### Your goal
Using the data below, copy out all lines with the word "hand".

[Stored data entries]
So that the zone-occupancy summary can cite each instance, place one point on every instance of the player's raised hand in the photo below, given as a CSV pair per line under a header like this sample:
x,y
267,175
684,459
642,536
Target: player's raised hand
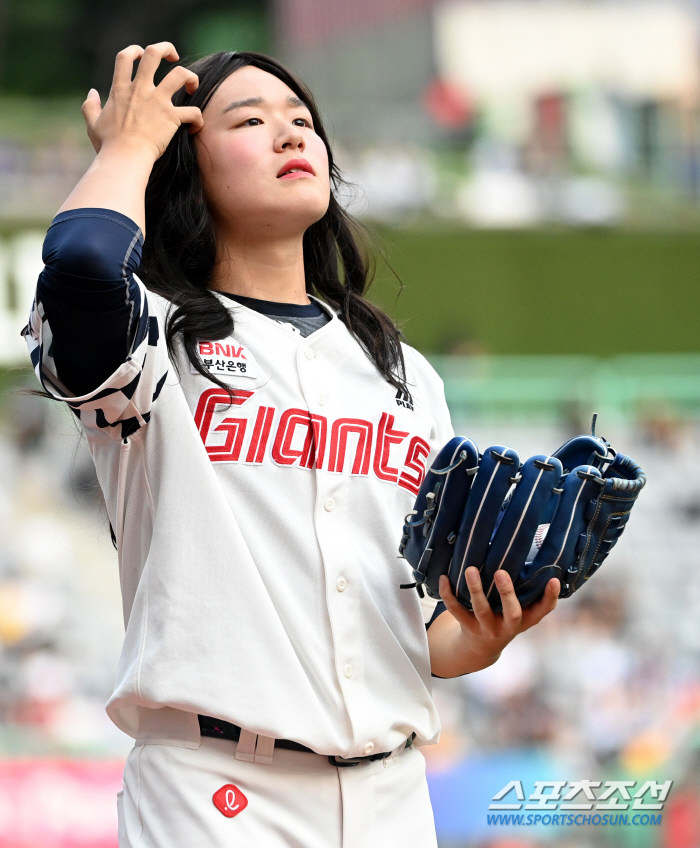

### Your response
So that the zone-occupancy summary can cite each instance, place one point on every instance of the player's raised hand in the photo below, given as a CSV pair per line under a header like this sample:
Target: player's raised hand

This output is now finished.